EXERCISE BRIEF
For each line in the records that contains "white", make a copy.

Top of SOURCE RECORDS

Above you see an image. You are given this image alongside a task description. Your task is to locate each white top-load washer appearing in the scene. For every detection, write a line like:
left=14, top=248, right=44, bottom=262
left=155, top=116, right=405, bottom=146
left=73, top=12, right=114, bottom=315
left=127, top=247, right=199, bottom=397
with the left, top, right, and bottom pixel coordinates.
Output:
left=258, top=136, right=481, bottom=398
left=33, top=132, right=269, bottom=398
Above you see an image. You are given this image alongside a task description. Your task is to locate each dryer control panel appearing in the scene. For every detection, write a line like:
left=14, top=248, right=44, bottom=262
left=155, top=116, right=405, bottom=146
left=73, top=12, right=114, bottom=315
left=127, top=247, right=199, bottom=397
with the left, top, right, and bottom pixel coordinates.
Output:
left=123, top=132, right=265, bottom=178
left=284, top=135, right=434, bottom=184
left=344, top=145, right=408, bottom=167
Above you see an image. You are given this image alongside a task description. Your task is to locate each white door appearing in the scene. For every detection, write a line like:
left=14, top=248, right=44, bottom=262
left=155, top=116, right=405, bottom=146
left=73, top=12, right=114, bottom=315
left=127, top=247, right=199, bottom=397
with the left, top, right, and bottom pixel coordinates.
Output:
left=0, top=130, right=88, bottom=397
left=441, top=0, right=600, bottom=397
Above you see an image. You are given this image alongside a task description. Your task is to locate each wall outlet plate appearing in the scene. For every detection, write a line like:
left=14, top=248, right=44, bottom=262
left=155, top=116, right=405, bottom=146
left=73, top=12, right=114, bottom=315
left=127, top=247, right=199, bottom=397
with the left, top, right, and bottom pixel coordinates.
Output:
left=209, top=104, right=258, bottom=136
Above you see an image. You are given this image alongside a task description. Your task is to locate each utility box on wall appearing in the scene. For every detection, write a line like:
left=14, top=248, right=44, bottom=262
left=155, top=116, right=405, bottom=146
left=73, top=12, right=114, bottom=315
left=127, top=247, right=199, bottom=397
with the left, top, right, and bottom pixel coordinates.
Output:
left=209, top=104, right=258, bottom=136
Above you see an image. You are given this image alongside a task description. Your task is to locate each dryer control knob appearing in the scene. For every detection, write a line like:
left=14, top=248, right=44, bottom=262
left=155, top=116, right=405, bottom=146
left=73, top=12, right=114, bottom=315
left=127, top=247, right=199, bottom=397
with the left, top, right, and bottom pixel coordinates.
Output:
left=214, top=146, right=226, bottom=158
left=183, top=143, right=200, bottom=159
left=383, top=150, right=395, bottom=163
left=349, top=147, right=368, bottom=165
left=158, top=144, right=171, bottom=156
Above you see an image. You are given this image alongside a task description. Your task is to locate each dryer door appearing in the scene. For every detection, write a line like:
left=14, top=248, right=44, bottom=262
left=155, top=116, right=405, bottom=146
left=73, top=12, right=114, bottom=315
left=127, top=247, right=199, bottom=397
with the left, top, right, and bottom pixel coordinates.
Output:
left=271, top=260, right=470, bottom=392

Bottom of SOURCE RECORDS

SOLUTION TO THIS PROBLEM
Above you see an image. You are given this image alongside a task description. Your task is to locate each white top-load washer appearing in the scene. For every detection, write a line like:
Above you see an image. You are given this image alongside a task description. Your task is to locate each white door appearing in the scene. For every detection, write a line like:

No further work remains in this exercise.